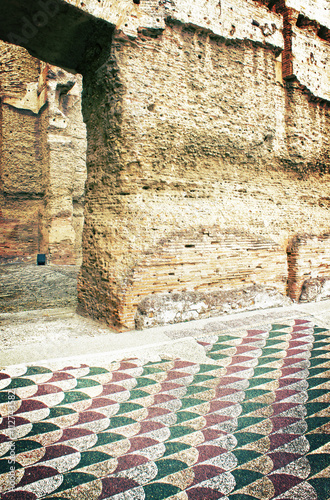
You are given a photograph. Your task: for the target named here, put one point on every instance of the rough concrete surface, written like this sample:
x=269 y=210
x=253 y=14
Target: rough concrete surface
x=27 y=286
...
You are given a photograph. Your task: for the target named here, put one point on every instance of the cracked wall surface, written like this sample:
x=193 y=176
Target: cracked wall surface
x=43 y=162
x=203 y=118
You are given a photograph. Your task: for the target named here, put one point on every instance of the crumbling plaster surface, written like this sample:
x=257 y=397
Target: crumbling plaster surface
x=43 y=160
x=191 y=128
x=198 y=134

• [EXERCISE OBJECTIVE]: Format the material from the line containing "of the cracked" through the line containing "x=198 y=134" as a Markdown table with columns No. and Line, one row per line and blank lines skipped.

• [CORRECT RESULT]:
| No. | Line |
|---|---|
| 1 | You are given a photograph. Your task: for the target named here, put one point on every instance of the cracked wall surface, written like this sample: |
| 2 | x=193 y=176 |
| 3 | Target: cracked wall surface |
| 4 | x=43 y=162 |
| 5 | x=203 y=118 |
| 6 | You are given a photograph. Your task: for the target named here, put one point on every instance of the crumbling plaster surface, written like this sample: |
| 7 | x=257 y=397 |
| 8 | Target: crumbling plaster surface |
| 9 | x=43 y=160 |
| 10 | x=191 y=128 |
| 11 | x=198 y=134 |